* Extracted text
%%
My sympathy for car makers in the field of emissions and economy testing is pretty limited, having evaporated with the revelations of Dieselgate and subsequent understanding of just how lax the regulations were that they were playing to in Europe.
In that regard, the rollout of the WLTP (Worldwide Harmonized Light Vehicles Test Procedure) and RDE (Real Driving Emissions) regimes should be welcomed with open arms, replacing, as they do, the laissez-faire NEDC (New European Driving Cycle) tests in a staged format over a period that began last autumn and which runs until 2021.
During that time Europe will go from having regulations that were so lax that they allow the Volkswagen Group to state to this day - with what remains a legally watertight position - that its cheats didn’t actually break any rules, to ones that are widely regarded, even by critics, to be the toughest in the world.
So three cheers for the legislators, belated though their action may be, and inept may their predecessors have been.
Except in one crucial regard: it is, perhaps inevitably, the car buyers who are going to be paying the price for the changes, both in terms of the added costs being passed on to the car buyer and, for the short-term at least, there being less variants and options to choose from.
%%
[Coordinate annotation entries]
%%
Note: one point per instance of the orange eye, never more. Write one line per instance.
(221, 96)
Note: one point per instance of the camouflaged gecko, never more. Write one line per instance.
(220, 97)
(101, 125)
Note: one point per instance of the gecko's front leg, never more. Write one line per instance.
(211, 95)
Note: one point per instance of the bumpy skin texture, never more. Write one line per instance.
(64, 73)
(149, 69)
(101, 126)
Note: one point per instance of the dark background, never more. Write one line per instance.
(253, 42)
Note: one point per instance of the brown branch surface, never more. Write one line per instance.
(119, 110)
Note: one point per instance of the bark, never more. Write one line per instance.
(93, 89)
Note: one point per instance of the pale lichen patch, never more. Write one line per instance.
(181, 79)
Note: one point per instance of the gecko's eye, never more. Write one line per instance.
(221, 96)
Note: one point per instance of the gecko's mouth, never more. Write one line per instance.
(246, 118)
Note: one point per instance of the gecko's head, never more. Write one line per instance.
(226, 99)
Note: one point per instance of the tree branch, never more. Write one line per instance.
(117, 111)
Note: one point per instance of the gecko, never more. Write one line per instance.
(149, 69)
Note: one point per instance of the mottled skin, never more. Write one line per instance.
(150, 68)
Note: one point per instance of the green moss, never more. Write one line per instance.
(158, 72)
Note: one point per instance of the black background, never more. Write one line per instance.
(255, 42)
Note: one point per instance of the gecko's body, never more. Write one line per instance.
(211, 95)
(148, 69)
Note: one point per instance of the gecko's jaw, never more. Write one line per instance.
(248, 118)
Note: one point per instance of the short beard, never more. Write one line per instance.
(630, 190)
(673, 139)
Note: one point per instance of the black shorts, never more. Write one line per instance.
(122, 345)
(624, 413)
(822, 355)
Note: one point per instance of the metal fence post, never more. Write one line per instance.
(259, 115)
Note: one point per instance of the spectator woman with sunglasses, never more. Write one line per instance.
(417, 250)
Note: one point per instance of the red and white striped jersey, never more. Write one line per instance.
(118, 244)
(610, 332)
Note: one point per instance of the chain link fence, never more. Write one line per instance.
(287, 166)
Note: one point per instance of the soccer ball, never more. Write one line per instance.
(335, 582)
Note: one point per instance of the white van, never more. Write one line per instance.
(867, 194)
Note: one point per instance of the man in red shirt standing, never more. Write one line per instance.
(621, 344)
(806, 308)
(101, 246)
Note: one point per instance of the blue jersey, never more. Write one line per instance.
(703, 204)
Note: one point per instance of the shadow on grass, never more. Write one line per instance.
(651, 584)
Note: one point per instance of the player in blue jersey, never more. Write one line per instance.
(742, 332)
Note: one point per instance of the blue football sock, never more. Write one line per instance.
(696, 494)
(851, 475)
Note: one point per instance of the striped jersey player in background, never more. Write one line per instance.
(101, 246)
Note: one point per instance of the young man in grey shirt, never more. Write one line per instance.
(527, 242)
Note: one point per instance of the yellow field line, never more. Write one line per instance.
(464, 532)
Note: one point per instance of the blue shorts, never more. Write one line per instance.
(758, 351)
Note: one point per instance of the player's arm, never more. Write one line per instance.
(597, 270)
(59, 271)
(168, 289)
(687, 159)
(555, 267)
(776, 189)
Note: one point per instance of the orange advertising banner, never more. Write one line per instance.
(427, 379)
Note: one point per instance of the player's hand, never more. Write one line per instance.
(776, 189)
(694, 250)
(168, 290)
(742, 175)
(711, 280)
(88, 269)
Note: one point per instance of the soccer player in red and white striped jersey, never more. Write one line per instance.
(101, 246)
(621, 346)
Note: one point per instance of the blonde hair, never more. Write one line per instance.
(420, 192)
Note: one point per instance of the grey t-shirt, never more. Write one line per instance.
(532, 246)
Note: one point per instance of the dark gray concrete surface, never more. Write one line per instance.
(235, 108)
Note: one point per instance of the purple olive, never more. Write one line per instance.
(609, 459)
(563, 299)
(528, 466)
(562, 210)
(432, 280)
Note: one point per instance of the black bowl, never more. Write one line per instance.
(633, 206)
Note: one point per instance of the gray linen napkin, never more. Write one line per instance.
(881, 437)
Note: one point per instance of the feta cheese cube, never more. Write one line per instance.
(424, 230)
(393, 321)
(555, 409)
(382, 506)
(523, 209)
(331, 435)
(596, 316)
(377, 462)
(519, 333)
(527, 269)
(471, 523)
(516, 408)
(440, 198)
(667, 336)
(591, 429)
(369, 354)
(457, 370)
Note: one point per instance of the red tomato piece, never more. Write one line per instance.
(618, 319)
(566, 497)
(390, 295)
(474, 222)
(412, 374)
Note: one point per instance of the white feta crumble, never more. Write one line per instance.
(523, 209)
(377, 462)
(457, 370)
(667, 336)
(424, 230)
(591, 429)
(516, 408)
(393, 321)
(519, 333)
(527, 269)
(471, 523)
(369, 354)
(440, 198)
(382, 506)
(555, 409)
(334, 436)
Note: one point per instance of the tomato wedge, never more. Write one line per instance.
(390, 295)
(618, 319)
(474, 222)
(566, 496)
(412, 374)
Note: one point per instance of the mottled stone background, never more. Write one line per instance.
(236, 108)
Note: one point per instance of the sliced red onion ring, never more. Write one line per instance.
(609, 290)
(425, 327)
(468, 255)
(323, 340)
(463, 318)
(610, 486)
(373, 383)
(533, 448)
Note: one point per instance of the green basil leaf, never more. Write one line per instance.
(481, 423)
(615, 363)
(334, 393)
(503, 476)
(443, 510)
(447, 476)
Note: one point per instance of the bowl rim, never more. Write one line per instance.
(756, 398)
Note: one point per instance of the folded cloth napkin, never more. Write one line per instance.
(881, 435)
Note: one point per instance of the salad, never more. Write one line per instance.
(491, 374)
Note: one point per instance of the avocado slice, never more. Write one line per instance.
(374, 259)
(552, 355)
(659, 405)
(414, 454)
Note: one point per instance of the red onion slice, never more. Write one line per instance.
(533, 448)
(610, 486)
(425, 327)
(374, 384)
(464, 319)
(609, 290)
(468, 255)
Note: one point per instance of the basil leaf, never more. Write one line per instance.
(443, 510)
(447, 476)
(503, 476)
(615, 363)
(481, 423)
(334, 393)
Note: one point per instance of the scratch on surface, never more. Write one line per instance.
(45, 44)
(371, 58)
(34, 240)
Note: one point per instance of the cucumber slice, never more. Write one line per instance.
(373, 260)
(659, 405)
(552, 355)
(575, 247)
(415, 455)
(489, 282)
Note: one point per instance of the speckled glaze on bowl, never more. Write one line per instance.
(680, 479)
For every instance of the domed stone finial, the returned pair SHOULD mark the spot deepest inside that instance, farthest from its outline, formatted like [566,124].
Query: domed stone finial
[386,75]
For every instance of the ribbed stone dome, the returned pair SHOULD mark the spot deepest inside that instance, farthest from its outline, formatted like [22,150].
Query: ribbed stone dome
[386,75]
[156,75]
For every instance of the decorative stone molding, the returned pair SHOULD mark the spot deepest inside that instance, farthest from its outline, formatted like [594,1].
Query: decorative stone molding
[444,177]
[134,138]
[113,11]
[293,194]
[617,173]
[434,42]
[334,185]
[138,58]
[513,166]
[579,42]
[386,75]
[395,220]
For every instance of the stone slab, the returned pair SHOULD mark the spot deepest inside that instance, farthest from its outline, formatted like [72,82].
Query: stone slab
%%
* Directions
A - Repeat the emissions-testing article from "My sympathy for" to "to in Europe.".
B - Using the emissions-testing article, decide whether each statement agrees with it, answering yes or no and quoting the deciding words.
(i) The WLTP and RDE regimes replace the NEDC tests in stages over a period running until 2021.
(ii) The Volkswagen Group concedes that its cheats broke the rules.
(iii) In the short term, car buyers will have more variants and options to choose from.
C - Answer these questions from the emissions-testing article.
(i) What does WLTP stand for?
(ii) How are the new European regulations widely regarded, even by critics?
(iii) Who is going to pay the price for the changes?

* Outputs
A -
My sympathy for car makers in the field of emissions and economy testing is pretty limited, having evaporated with the revelations of Dieselgate and subsequent understanding of just how lax the regulations were that they were playing to in Europe.

B -
(i) Yes: "replacing, as they do, the laissez-faire NEDC (New European Driving Cycle) tests in a staged format over a period that began last autumn and which runs until 2021"
(ii) No: "its cheats didn’t actually break any rules"
(iii) No: "there being less variants and options to choose from"

C -
(i) Worldwide Harmonized Light Vehicles Test Procedure
(ii) As the toughest in the world
(iii) The car buyers